** Opening SUPPLIED DATA block **

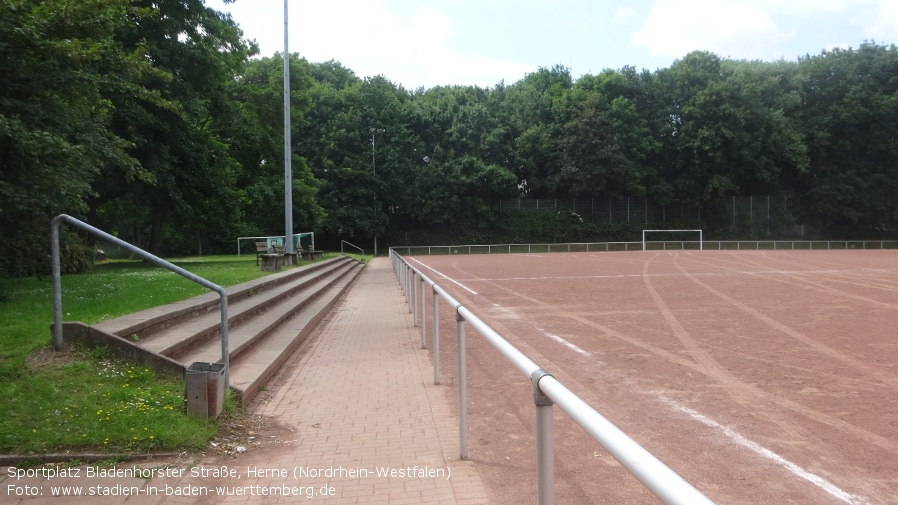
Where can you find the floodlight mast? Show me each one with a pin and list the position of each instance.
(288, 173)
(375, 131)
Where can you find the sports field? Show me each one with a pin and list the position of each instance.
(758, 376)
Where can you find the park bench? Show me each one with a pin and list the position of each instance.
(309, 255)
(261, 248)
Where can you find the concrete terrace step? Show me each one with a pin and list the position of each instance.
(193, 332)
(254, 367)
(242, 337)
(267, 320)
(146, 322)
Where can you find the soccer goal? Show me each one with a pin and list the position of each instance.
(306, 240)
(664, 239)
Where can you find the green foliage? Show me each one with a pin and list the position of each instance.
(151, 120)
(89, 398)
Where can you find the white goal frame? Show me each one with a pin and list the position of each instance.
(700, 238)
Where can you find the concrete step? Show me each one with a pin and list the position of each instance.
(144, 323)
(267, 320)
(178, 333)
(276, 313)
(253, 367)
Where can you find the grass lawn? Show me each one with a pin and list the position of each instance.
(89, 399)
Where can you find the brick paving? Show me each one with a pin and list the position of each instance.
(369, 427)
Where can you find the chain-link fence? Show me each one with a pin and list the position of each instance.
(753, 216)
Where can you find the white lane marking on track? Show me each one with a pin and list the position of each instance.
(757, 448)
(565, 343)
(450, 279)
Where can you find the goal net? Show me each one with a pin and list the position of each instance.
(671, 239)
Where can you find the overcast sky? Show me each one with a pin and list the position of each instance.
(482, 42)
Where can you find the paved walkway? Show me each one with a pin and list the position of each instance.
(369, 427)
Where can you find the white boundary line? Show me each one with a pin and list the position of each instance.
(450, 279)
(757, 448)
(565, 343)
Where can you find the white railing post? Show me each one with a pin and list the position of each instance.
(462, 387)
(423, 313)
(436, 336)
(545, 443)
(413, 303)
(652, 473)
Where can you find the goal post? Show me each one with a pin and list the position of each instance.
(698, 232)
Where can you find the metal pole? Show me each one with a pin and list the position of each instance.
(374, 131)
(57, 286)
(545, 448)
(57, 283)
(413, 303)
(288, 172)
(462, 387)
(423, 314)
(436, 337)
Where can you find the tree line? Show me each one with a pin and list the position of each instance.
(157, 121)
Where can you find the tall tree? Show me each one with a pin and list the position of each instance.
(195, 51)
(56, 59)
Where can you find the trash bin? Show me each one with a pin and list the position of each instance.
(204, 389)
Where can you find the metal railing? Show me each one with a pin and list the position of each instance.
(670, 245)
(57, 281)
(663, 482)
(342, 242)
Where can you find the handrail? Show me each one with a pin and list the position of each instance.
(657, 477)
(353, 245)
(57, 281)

** Closing SUPPLIED DATA block **
** Opening SUPPLIED DATA block **

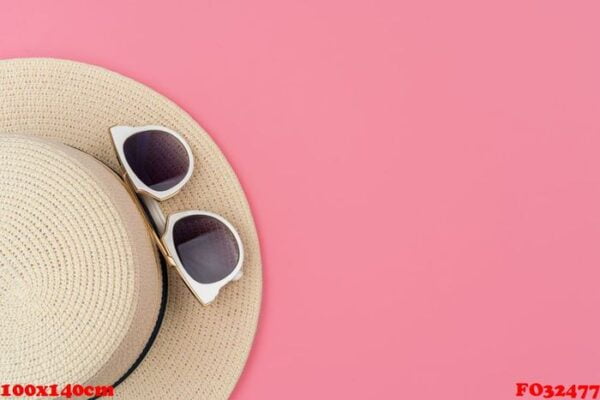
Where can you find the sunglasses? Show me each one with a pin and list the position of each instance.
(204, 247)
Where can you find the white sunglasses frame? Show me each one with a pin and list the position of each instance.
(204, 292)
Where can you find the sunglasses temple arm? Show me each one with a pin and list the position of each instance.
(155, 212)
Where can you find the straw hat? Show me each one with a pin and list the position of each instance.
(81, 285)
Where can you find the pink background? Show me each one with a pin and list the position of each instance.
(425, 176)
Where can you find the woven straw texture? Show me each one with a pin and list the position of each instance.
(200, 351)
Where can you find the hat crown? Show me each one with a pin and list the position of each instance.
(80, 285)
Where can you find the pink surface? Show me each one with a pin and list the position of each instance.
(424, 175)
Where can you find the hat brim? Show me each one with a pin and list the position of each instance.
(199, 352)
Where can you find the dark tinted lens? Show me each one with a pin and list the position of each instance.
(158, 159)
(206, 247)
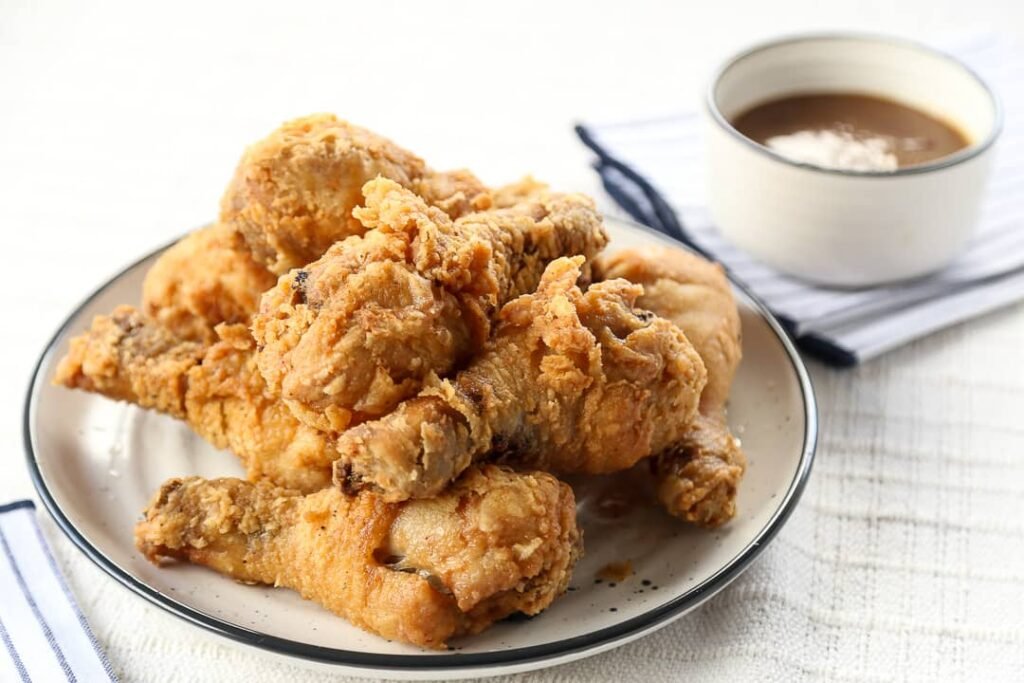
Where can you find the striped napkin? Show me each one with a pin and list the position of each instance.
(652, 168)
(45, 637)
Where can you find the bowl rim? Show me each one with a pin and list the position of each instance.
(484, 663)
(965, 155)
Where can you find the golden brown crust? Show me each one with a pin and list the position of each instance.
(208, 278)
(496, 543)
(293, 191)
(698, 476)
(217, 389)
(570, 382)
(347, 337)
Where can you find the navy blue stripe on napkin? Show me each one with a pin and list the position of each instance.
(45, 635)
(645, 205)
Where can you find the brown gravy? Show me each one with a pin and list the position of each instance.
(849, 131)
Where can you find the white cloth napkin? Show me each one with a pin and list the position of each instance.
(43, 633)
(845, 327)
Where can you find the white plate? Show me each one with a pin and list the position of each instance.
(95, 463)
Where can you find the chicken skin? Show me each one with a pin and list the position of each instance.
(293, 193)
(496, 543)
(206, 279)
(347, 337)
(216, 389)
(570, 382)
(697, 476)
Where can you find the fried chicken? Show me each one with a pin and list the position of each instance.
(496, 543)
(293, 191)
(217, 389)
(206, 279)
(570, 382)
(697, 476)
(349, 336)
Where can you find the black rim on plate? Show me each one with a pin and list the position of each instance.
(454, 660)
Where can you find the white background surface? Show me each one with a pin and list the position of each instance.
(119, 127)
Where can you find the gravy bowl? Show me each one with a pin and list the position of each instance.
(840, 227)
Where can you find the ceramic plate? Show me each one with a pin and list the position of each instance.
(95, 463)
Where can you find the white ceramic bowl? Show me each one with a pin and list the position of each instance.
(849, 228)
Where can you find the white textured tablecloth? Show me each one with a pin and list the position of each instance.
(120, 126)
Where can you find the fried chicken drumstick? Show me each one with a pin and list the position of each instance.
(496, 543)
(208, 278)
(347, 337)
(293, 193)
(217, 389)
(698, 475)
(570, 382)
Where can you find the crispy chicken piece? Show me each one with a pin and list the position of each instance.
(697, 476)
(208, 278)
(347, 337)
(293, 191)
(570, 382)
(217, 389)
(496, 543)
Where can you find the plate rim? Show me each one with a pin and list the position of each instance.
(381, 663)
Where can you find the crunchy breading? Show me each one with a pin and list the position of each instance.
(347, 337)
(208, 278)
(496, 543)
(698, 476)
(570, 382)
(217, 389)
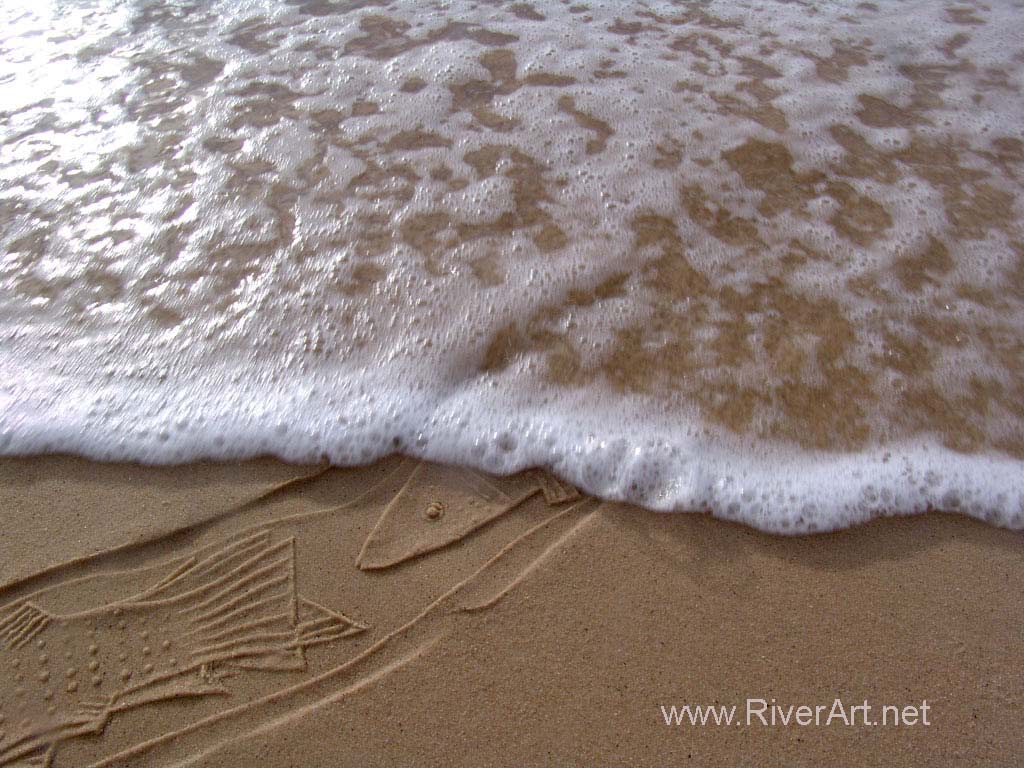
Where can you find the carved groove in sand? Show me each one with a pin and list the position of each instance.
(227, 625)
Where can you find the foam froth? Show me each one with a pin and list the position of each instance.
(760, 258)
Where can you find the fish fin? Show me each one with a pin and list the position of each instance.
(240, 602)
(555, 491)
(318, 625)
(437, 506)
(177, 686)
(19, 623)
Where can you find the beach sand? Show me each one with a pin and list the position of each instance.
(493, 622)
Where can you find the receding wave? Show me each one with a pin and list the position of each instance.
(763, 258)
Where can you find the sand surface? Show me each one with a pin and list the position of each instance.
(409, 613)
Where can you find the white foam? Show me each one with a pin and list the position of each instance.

** Closing SUPPLIED DATA block **
** Opening SUPPLIED DATA block **

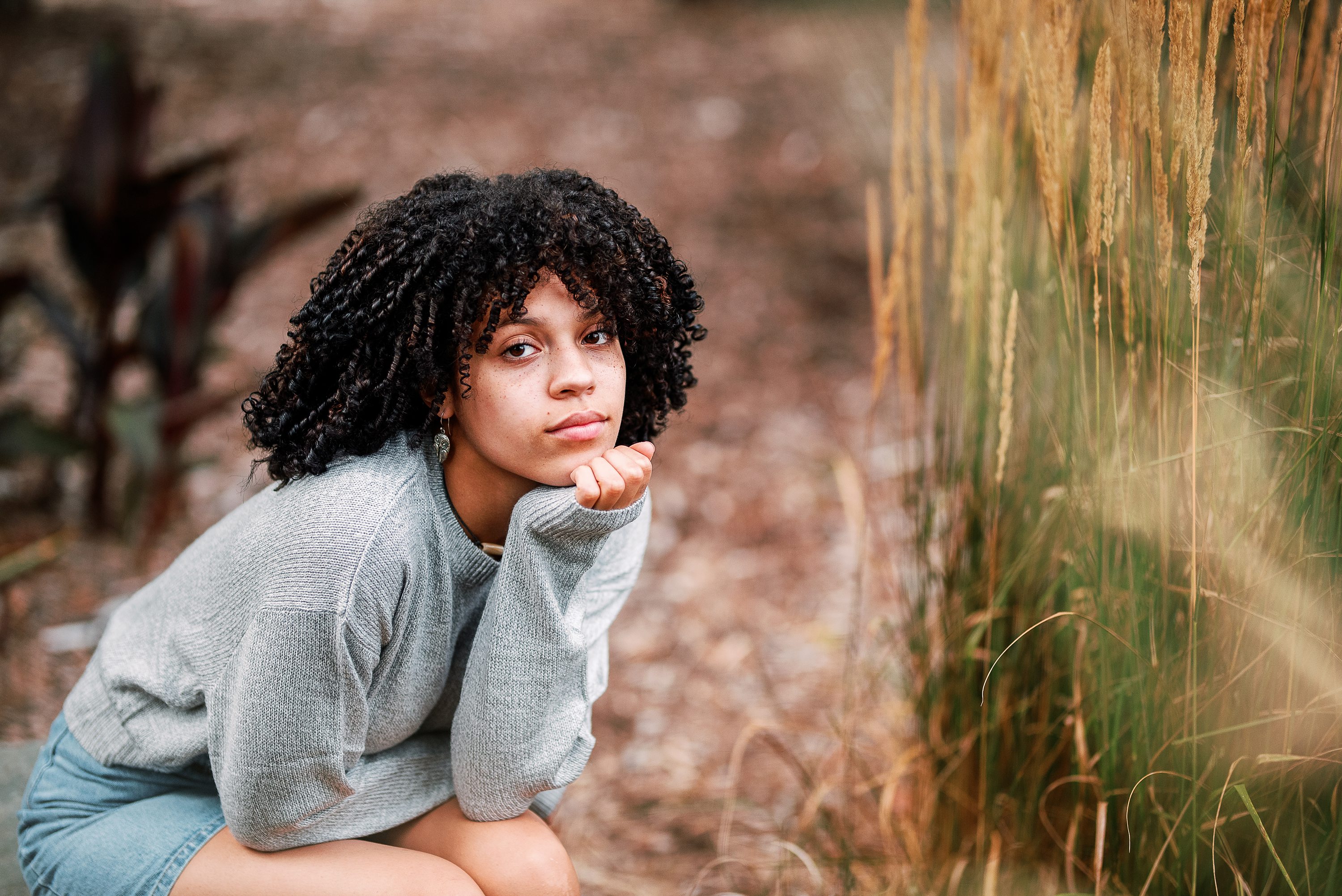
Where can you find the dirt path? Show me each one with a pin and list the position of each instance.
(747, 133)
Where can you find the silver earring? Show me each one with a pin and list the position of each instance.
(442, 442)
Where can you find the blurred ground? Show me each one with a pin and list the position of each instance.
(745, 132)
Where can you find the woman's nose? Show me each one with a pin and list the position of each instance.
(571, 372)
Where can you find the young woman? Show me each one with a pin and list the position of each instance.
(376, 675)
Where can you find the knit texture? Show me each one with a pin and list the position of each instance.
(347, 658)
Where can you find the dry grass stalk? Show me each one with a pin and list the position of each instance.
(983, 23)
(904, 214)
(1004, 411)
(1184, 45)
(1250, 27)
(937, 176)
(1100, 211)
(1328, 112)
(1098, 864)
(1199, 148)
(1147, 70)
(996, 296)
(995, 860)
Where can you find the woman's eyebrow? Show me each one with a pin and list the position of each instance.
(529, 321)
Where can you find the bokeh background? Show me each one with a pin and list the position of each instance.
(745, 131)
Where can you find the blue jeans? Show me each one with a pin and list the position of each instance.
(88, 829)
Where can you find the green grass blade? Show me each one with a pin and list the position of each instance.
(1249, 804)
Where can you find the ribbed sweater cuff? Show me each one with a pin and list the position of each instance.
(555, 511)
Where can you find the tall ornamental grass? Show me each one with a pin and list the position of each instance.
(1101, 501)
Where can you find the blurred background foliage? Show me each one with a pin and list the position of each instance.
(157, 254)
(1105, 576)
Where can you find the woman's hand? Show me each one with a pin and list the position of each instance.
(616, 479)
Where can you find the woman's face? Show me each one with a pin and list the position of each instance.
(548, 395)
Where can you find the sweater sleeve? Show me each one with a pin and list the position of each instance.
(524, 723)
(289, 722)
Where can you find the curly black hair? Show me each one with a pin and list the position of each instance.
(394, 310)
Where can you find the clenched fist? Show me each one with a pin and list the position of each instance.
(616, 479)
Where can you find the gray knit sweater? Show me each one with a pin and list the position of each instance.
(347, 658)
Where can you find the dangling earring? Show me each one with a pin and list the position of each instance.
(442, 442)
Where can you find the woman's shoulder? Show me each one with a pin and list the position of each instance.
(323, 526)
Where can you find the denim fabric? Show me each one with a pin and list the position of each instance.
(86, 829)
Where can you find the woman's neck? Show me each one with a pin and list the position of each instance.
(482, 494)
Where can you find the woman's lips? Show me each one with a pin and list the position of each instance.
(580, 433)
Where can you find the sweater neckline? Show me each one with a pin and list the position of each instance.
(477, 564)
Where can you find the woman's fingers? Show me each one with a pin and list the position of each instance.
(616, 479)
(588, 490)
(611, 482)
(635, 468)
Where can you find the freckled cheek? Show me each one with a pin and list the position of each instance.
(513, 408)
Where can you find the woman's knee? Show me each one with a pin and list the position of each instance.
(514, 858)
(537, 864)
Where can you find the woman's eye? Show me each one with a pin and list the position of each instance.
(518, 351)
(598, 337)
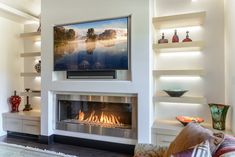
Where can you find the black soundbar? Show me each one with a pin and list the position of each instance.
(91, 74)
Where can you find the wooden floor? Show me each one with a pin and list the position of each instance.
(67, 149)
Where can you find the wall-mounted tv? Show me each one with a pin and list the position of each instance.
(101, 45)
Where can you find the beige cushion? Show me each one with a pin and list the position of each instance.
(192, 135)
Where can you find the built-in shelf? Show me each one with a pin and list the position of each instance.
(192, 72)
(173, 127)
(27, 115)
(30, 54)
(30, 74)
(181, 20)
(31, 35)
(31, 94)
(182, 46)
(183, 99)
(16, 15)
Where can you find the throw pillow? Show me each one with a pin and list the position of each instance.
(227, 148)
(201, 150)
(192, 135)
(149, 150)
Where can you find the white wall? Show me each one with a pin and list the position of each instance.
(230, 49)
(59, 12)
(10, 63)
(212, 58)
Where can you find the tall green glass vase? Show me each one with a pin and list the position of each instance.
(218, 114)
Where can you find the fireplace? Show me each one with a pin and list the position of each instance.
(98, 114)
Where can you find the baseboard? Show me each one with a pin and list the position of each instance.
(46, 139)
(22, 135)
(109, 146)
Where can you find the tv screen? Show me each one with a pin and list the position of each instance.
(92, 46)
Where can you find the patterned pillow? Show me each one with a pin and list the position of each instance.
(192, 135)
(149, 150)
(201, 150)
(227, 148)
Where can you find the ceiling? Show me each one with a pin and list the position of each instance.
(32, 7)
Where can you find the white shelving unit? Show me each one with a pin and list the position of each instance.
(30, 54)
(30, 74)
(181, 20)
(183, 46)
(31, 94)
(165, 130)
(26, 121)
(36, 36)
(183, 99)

** Closing SUPPLIED DATA block **

TASK OBJECTIVE:
I'd like the lines above from the one with "Where can you find the beach" up to and including the one with "Where can you find the white foam?" copied exactly, with no other lines.

EXERCISE SOLUTION:
Where can you find the beach sand? Show me each one with a pin and list the position of each instance.
(493, 622)
Where can you find the receding wave? Show me each one with a pin and list the position of each instance.
(763, 258)
Where can you find the sand surface? Show me each one with a pin and list the position of each instance.
(409, 613)
Where can you find the white foam? Show me each one with a pin and list the position of each instance.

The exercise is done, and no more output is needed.